▶ Task to complete: Give back every record exactly, images excluded.
++++++
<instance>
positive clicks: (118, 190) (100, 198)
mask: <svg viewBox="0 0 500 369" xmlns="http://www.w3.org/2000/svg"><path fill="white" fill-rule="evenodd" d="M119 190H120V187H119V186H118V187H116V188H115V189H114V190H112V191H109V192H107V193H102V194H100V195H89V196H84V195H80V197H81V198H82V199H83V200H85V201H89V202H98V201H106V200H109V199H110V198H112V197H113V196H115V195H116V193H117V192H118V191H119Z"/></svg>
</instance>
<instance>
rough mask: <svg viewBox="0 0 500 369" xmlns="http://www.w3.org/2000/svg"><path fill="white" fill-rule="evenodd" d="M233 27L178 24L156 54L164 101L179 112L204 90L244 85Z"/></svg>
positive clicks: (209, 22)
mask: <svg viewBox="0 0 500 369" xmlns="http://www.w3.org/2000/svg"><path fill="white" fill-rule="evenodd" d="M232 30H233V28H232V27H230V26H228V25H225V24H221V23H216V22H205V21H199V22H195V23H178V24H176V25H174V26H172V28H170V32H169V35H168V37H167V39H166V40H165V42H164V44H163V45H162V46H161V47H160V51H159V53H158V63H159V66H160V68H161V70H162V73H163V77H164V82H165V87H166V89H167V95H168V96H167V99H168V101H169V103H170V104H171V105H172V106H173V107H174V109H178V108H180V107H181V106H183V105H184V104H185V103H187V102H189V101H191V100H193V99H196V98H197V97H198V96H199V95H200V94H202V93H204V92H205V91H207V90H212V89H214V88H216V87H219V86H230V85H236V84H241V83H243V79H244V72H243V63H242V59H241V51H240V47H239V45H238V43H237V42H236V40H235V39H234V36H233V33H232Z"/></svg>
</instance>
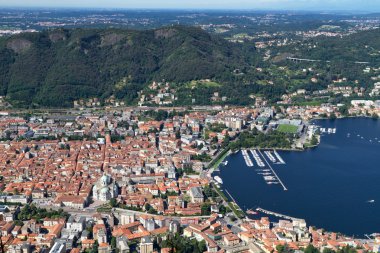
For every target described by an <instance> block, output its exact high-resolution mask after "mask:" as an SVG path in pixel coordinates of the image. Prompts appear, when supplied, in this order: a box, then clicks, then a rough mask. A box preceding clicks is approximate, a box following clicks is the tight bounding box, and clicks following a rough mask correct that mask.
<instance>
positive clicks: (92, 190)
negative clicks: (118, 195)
++++++
▶ Solution to the exercise:
<instance>
positive clicks: (118, 190) (100, 198)
mask: <svg viewBox="0 0 500 369" xmlns="http://www.w3.org/2000/svg"><path fill="white" fill-rule="evenodd" d="M119 190H120V187H119V186H118V187H116V188H115V189H114V190H112V191H109V192H107V193H102V194H100V195H89V196H84V195H80V197H81V198H82V199H83V200H85V201H89V202H98V201H106V200H109V199H110V198H112V197H113V196H115V195H116V193H117V192H118V191H119Z"/></svg>
</instance>
<instance>
rough mask: <svg viewBox="0 0 500 369" xmlns="http://www.w3.org/2000/svg"><path fill="white" fill-rule="evenodd" d="M233 27L178 24L156 54L164 101L179 112L204 90L244 85Z"/></svg>
positive clicks: (209, 22)
mask: <svg viewBox="0 0 500 369" xmlns="http://www.w3.org/2000/svg"><path fill="white" fill-rule="evenodd" d="M232 30H233V28H232V27H230V26H228V25H225V24H221V23H216V22H205V21H199V22H195V23H178V24H176V25H174V26H172V28H170V32H169V35H168V37H167V39H166V40H165V42H164V44H163V45H162V46H161V47H160V51H159V53H158V63H159V66H160V68H161V70H162V73H163V77H164V82H165V87H166V89H167V95H168V96H167V99H168V101H169V103H170V104H171V105H172V106H173V107H174V109H178V108H180V107H181V106H183V105H184V104H185V103H187V102H189V101H191V100H193V99H196V98H197V97H198V96H199V95H200V94H202V93H204V92H205V91H207V90H212V89H214V88H216V87H219V86H230V85H236V84H241V83H243V79H244V72H243V63H242V59H241V51H240V47H239V45H238V43H237V42H236V40H235V39H234V36H233V33H232Z"/></svg>
</instance>
For every target described by an <instance> block, output its exact high-resolution mask after "mask:" as an SVG path in pixel coordinates of the image. Prompts appear, when supplied, in this order: a box, then clicks, then a rough mask. A box preceding clicks is approximate, a box following clicks is the tight bounding box, and clicks following a rough mask correct that mask.
<instance>
positive clicks: (92, 190)
negative clicks: (118, 195)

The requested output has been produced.